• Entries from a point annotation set
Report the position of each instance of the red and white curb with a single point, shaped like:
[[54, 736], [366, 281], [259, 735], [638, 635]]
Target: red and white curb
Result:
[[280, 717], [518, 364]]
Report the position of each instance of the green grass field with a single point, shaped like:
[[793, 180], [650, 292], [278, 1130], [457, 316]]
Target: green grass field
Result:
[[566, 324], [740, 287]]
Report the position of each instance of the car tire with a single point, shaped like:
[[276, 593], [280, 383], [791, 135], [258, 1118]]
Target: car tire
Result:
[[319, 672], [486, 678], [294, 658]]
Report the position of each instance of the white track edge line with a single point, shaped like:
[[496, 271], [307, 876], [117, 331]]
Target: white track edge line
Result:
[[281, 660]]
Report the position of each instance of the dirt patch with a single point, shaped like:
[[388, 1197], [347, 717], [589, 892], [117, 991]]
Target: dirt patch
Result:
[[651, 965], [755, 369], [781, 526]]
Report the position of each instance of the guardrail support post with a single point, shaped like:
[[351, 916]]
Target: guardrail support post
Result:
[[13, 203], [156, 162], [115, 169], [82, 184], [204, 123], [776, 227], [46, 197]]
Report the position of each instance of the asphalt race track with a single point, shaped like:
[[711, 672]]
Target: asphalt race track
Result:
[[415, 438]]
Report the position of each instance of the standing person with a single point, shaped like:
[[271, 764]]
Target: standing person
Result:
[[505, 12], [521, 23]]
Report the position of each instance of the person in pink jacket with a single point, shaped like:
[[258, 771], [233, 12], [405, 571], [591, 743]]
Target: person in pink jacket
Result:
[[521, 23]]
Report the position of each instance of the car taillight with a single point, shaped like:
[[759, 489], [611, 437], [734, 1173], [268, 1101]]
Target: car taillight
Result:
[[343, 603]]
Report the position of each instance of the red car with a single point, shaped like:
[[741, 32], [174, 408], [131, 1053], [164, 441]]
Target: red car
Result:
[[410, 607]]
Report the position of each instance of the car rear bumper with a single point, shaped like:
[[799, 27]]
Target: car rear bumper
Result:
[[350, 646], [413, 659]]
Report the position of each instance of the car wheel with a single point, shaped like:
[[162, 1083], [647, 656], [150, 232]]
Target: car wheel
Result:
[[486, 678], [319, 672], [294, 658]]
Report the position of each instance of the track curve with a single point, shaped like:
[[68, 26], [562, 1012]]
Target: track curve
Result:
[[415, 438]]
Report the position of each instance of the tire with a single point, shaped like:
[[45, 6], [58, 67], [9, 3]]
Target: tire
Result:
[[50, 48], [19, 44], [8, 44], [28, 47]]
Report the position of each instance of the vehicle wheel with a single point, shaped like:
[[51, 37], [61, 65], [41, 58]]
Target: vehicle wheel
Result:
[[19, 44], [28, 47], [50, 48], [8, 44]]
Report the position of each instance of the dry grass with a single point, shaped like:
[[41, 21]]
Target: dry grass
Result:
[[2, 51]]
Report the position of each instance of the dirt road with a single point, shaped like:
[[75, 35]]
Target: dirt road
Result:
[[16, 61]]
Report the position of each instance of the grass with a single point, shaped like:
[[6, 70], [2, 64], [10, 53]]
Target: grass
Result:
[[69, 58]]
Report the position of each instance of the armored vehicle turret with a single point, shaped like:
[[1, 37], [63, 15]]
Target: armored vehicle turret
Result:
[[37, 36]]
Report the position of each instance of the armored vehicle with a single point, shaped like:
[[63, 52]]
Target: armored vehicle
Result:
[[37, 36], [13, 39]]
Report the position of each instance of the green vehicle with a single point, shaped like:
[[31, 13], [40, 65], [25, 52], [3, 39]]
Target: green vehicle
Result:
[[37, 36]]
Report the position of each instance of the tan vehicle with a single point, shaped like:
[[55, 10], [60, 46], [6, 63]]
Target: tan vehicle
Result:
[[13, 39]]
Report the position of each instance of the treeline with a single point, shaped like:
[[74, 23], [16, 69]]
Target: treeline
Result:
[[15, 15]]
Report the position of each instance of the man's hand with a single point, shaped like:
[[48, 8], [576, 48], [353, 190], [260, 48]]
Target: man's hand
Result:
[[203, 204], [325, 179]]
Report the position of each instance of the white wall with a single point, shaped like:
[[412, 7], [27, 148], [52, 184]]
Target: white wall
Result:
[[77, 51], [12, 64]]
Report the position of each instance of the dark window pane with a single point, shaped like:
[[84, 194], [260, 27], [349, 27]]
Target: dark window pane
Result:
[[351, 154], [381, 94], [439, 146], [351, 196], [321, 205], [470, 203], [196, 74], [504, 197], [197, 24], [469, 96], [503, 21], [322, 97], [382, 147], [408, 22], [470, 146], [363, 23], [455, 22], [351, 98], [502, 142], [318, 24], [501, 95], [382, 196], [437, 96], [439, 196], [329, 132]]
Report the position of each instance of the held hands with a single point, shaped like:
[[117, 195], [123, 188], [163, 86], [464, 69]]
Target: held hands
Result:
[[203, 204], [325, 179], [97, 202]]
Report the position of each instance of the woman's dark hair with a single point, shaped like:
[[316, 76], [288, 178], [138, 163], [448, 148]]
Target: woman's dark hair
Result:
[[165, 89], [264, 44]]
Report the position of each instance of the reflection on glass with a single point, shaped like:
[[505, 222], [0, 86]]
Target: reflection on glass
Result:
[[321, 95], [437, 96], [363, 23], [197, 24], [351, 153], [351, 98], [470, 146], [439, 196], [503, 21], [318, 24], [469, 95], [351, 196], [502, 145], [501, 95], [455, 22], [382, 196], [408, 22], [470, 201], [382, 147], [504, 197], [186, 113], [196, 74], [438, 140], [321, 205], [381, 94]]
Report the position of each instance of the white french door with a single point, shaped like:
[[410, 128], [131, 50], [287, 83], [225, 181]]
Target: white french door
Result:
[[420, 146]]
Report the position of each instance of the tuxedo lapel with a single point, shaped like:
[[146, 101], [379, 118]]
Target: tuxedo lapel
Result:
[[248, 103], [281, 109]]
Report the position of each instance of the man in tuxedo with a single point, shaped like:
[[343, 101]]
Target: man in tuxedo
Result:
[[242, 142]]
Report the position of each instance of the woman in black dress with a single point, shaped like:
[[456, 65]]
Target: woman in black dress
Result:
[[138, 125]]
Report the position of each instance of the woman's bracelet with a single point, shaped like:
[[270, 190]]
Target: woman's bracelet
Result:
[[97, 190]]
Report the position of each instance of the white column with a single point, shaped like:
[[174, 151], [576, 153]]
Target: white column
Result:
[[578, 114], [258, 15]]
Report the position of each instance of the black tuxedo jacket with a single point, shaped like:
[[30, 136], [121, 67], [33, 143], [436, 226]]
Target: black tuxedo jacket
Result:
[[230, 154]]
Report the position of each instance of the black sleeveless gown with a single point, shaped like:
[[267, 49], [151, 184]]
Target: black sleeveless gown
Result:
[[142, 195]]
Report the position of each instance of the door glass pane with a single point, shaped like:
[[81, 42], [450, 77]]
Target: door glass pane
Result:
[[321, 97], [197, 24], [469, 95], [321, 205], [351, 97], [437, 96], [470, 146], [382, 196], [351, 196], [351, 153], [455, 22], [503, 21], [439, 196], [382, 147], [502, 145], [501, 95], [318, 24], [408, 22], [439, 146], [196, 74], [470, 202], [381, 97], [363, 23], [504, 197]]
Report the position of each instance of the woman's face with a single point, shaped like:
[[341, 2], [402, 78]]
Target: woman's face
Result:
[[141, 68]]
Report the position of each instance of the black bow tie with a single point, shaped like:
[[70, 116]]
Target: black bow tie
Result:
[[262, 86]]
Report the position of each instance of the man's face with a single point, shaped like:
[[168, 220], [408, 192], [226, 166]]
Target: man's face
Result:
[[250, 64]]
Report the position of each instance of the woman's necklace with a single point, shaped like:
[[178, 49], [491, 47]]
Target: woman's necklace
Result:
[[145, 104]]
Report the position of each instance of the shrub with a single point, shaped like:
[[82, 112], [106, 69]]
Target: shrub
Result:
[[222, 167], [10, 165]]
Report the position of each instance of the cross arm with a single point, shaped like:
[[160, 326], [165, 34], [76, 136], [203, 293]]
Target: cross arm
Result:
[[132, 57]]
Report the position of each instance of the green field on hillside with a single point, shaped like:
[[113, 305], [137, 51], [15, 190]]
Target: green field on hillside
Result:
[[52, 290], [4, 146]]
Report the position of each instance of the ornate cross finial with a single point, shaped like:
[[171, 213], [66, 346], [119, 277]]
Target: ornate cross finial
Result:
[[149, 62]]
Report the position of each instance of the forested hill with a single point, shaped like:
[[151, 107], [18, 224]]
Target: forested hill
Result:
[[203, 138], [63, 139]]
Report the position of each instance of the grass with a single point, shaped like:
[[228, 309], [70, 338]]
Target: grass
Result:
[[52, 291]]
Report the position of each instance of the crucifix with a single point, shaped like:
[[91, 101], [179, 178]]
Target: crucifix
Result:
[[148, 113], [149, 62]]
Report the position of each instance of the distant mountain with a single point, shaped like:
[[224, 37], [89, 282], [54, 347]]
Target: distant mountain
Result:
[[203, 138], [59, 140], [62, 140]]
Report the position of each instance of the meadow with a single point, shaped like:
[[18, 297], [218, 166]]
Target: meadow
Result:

==

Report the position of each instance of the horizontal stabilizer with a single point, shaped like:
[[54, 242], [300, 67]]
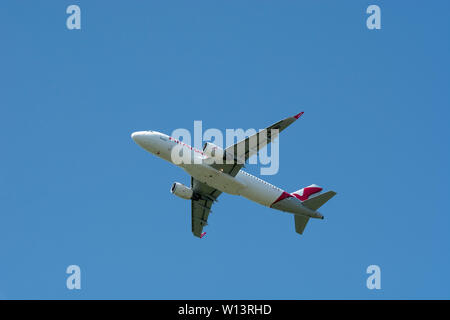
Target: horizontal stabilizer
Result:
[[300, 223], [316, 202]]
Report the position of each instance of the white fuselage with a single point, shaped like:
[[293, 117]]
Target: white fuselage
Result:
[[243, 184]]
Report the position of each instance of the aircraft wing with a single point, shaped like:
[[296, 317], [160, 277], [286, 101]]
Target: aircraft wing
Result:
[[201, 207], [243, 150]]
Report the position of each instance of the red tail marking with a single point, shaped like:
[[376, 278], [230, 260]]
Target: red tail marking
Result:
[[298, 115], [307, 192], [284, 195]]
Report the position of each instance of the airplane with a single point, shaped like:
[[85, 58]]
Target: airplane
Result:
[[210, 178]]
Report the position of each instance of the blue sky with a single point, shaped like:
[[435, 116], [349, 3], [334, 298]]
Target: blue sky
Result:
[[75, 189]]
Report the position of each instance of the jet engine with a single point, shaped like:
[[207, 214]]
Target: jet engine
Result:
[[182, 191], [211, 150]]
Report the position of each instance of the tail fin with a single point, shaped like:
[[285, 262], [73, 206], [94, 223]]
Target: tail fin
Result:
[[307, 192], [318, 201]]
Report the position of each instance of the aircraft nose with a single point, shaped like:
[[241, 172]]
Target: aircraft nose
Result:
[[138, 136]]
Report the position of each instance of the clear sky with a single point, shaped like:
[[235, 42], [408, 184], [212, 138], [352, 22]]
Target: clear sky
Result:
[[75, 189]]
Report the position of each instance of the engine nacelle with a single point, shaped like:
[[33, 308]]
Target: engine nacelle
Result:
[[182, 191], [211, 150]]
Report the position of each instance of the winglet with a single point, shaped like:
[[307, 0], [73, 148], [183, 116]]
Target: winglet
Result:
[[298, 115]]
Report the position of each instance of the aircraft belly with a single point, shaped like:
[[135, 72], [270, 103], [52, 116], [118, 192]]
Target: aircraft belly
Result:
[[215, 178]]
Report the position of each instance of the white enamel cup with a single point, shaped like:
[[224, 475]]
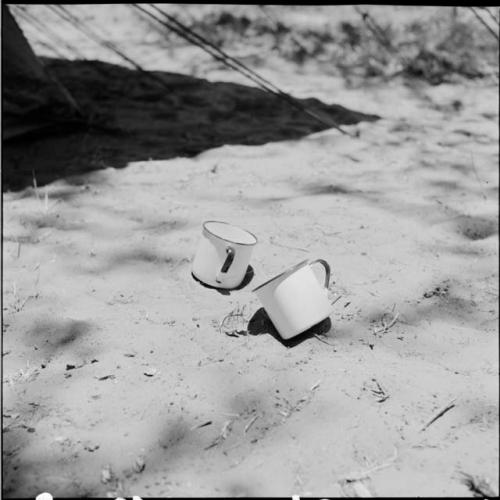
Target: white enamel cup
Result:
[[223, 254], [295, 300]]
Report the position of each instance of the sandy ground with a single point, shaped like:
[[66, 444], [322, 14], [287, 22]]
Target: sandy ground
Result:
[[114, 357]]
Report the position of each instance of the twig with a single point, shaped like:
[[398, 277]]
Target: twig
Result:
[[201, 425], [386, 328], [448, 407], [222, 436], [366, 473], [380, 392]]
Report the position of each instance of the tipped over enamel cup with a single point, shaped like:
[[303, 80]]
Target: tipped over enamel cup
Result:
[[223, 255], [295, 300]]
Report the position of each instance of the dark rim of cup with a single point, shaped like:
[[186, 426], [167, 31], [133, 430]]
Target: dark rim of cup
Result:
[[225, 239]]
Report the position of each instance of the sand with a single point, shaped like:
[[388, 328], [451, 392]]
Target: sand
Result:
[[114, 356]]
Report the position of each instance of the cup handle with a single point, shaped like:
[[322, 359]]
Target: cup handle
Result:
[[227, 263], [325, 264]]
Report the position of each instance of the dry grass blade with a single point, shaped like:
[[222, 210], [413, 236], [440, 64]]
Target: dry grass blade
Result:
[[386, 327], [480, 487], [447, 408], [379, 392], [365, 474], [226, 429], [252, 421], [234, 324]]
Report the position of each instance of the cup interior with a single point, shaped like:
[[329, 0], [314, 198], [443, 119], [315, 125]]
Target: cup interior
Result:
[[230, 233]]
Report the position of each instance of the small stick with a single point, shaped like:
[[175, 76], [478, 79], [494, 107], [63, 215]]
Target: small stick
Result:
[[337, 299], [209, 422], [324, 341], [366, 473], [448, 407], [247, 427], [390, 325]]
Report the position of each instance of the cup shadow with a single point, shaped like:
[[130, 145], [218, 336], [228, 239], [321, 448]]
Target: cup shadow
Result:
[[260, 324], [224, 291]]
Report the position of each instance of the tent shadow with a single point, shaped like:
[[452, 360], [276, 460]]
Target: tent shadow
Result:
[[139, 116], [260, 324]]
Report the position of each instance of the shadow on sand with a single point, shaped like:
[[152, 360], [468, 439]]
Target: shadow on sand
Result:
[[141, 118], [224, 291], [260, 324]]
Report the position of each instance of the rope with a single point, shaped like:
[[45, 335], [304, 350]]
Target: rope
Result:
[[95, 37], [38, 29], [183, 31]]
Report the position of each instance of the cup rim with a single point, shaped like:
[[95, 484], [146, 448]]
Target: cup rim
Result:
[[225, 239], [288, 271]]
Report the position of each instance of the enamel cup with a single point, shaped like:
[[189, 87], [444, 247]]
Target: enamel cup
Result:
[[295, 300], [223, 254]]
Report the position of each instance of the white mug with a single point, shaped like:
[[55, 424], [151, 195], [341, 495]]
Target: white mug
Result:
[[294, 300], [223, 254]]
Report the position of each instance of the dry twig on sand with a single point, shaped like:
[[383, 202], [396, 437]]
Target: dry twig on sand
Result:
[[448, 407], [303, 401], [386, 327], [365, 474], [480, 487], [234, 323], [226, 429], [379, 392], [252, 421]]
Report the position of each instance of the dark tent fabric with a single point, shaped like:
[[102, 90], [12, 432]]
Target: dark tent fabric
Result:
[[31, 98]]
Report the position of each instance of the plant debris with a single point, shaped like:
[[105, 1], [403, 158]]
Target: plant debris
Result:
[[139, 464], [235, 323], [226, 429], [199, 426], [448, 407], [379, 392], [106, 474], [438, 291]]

--

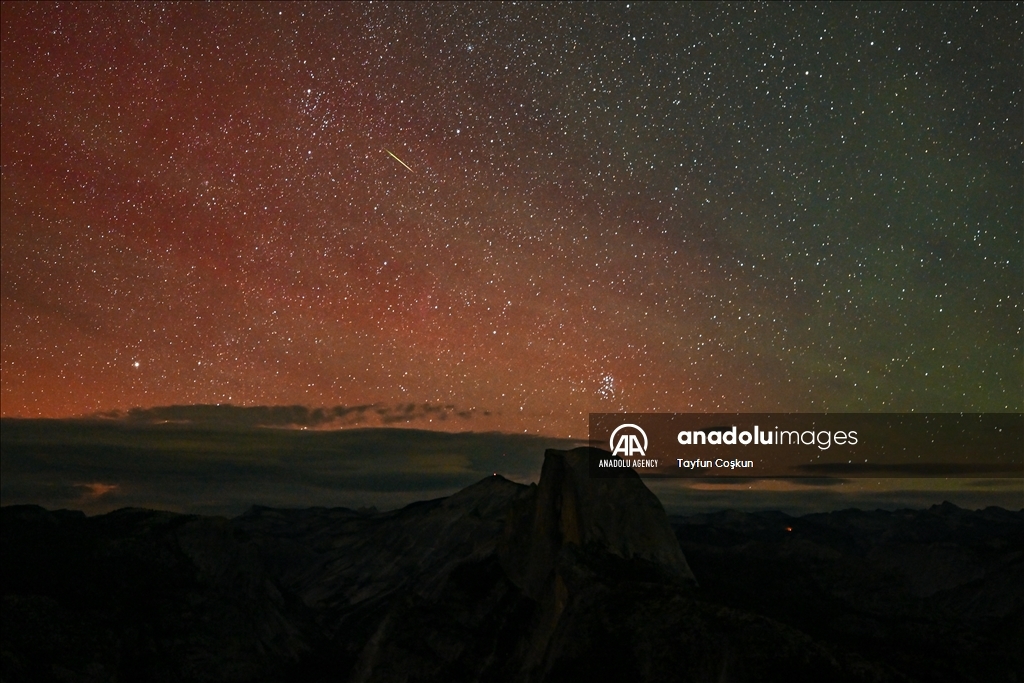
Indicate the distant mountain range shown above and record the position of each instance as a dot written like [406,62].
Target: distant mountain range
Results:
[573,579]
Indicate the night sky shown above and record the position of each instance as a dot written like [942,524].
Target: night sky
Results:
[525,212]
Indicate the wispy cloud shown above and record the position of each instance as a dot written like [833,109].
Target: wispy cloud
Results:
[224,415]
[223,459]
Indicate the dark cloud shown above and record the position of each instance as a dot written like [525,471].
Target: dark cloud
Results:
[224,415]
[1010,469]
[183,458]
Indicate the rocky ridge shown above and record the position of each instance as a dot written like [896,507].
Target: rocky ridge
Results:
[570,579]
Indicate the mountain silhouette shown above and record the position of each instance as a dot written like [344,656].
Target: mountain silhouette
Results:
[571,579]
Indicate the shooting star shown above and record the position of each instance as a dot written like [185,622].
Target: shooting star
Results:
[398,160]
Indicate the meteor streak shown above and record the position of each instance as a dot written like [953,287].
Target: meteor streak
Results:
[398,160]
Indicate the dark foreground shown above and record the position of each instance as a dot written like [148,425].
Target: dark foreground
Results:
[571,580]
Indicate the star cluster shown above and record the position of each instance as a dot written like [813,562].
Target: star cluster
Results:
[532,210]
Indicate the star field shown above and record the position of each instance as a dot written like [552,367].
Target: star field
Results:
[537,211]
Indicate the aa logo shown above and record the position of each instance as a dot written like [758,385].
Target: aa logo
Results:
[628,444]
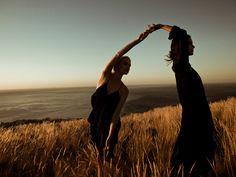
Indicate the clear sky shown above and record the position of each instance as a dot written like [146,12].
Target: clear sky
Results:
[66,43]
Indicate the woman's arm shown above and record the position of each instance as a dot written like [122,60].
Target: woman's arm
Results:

• Goal
Copy the rows above without any changes, from the line with "Report the position of each instance of the asphalt" up to and including the line with "[[505, 12], [521, 23]]".

• Response for this exercise
Report the position of each instance of the asphalt race track with a single point, shaped like:
[[711, 672]]
Target: asphalt race track
Result:
[[415, 438]]
Report the position of each instance of the standing person with a single point, shaped like:
[[271, 764]]
Target: standing person
Result:
[[505, 12], [521, 23]]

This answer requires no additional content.